Friday, November 14, 2014

Affordable Care Act and Strains on the System

This has been an interesting week for issues surrounding health insurance for me.  I was surprised by the amount of the increase in my out-of-pocket premium each pay period for health insurance for 2015.  The explanation was not that all of my employer's health insurance premiums were going up so substantially.  Rather, the main issue was that with my raise, I passed a threshold that led to a higher out-of-pocket premium expectation.  Not completely unreasonable.  Just there.

Then, today, I saw an article in the Wall Street Journal.  The article talks about the link between the Affordable Care Act, expansion of Medicaid, and strains on the health care system.

This is not a completely unexpected result.  There may be other data that I have not seen that counter what I read in the article.  If so, I'd like to see them.

However, the key here is that the Affordable Care Act was designed primarily to do one thing--get more people insured.  At least that was my read of the act.  But I did not read every word, and apparently, at least some involved in designing it thought that the lack of transparency was a distinct political advantage.  (You can see a quote from a fellow health economist here.  The fact that anyone in my profession would make such a statement makes me sad.)

When more people get insured, it takes care of only one part of access--the affordability of care.  And the article in the WSJ even points out that in one state to make sure that new enrollees could be covered by Medicaid, it was necessary to tighten up the management of care for existing enrollees.  That leads to an interesting question about sustainability and the "social utility function."  Is it better to give excellent coverage to a smaller number or moderate coverage with lots of controls to a smaller number.

Additionally, the fact that only affordability changed is showing up in how long it takes people to get care sometimes.  And the waiting list is growing for others to get care as more people who were previously not using anything other than the ER engage in the system.  Predictable--totally.

What does this mean?  Was the Affordable Care Act bad?  That, I believe, still remains to be seen.  Was the law put in place without a holistic view of how to solve the problem of access to health care under budget constraints?  Yes.  Could the United States ever implement a holistic reform?  Not likely given the political environment.

So, while the Affordable Care Act may have solved some problems it has created others.  Does that mean it was worse than no legislation at all?  Hard to say.  Does it suggest there is room for improvement?  Yes.  Where will that improvement come from?  Likely from private sector innovation that finds a way to provide affordable access to care to keep a population healthier while making a profit.  The best way to have a healthy bottom line is to run a business in a healthy community.  This wraps all the incentives together nicely if someone or some organization can figure it out.

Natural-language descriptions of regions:
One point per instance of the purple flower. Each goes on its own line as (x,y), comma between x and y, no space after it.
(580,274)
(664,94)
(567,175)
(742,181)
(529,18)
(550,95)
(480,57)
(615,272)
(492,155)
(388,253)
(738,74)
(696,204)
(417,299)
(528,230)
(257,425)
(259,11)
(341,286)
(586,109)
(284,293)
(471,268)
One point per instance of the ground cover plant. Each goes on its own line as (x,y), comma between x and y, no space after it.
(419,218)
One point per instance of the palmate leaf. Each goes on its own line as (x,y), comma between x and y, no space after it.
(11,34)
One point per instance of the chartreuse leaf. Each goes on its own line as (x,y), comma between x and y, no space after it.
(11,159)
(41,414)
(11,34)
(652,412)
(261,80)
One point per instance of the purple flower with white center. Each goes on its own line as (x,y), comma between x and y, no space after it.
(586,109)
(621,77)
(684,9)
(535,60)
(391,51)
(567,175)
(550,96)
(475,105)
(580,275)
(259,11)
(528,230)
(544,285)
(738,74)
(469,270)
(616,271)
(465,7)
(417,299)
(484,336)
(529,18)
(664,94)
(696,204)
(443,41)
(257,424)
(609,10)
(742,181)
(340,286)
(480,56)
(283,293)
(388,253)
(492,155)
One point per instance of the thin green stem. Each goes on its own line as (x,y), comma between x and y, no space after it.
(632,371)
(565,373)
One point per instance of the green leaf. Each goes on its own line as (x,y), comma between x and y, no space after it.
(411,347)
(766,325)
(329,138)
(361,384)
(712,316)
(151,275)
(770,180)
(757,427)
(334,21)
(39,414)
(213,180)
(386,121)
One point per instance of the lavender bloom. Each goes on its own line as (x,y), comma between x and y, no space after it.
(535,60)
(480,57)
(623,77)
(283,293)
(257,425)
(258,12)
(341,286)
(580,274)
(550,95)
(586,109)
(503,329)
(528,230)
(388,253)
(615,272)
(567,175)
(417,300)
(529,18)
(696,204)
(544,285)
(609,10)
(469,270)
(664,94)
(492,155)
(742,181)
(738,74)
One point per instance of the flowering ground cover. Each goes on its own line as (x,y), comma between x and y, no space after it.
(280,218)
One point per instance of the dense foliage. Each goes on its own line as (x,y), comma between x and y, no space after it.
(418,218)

==

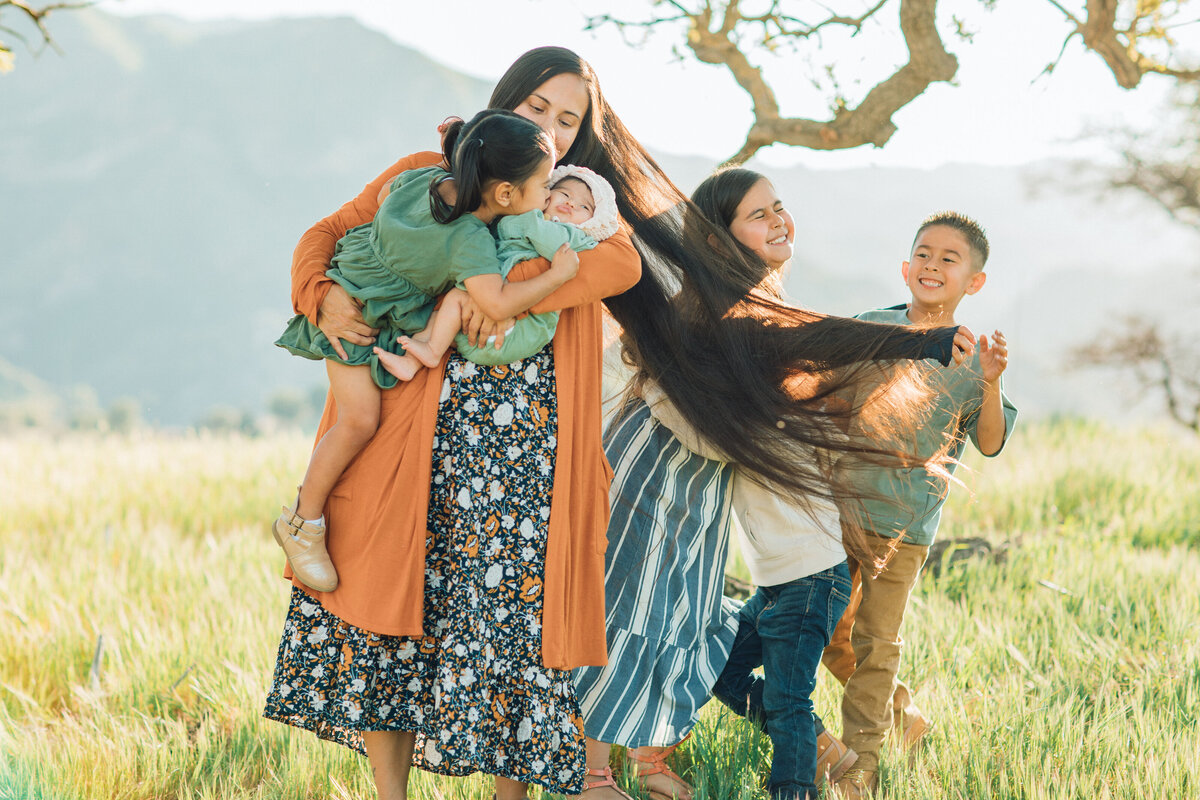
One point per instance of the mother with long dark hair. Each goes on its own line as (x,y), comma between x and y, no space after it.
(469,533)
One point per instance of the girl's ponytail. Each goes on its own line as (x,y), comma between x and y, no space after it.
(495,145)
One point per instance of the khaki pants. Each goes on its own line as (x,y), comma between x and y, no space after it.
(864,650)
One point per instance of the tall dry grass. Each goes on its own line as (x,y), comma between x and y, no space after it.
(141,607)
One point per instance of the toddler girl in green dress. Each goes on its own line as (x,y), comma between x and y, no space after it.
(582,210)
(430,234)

==

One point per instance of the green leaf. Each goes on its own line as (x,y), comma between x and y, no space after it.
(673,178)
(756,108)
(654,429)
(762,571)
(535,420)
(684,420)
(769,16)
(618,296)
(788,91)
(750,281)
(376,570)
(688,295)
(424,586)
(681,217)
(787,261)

• TASK DESCRIPTION:
According to the Affordable Care Act post, what was the act designed primarily to do? Rely only on the Affordable Care Act post, not on the data.

• ANSWER TO THIS TASK:
Get more people insured.